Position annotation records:
□ □ □ □

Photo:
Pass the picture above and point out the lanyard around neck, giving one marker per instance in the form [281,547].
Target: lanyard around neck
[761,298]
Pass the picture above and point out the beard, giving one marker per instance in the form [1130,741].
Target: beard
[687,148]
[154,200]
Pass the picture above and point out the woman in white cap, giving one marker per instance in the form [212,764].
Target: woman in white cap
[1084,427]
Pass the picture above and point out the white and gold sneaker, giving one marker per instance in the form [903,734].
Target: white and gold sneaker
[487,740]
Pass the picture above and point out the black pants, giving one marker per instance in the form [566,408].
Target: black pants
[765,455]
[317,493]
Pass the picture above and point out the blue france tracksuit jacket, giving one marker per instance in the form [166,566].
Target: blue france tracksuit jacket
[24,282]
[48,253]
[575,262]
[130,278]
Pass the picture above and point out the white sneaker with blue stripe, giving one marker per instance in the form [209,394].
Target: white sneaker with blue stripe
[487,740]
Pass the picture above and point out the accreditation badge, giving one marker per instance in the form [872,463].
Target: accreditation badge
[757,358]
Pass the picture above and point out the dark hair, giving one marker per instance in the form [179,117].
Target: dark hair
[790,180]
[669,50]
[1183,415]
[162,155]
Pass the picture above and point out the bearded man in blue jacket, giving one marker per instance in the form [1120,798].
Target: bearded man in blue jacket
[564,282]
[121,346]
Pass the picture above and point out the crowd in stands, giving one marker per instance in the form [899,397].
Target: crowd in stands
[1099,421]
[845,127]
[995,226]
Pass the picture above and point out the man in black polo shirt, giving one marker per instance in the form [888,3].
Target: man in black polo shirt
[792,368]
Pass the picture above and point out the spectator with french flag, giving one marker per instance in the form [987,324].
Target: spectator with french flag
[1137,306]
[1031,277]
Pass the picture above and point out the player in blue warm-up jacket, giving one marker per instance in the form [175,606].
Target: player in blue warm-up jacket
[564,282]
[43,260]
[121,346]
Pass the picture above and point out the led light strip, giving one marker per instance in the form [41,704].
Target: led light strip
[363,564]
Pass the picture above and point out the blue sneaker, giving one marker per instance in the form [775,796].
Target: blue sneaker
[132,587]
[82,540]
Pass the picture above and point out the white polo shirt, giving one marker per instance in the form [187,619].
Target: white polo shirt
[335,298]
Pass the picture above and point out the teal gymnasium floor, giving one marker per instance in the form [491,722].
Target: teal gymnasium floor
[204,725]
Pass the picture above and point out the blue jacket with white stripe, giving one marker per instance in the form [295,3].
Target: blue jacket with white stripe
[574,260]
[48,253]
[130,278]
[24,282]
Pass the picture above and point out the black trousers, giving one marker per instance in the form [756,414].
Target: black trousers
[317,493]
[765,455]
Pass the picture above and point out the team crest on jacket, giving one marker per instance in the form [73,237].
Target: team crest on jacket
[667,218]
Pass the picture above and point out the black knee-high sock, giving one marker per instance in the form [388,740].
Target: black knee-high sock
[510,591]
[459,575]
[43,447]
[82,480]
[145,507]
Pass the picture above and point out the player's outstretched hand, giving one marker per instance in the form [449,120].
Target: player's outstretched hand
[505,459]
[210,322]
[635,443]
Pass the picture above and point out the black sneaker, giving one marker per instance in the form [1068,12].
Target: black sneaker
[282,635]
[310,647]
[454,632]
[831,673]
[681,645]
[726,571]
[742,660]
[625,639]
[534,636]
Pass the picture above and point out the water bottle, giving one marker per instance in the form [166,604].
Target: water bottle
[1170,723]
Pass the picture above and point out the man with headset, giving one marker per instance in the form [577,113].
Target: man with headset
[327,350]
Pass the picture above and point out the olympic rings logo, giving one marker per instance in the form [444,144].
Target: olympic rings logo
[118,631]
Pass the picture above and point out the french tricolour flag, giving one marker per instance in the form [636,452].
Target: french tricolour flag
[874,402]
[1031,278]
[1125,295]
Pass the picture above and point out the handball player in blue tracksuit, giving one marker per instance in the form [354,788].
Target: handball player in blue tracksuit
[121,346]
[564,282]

□ □ □ □

WORK REQUIRED: Exactly and only the lines from the one containing "Pass the picture above and point out the man with" through the end of the material are to be reproduced, both ends included.

RESPONSE TO THE EXERCISE:
Pass the picture above and point out the man with headset, giving one marker per instance in the form [577,113].
Target: man with headset
[327,350]
Pass the picture above and point out the olympic rings logo, giving one marker per instance in the form [444,144].
Target: olympic rings logo
[118,631]
Pass the picture above and point out the french tricolour flag, giving one marker per instance in the form [636,452].
Target: french tricolour flag
[874,402]
[1031,278]
[1125,295]
Pass the picture above and point out the handball player in blue tracksuit, giving one marker per instance in the form [354,788].
Target: handball player in blue tracksuit
[121,346]
[564,282]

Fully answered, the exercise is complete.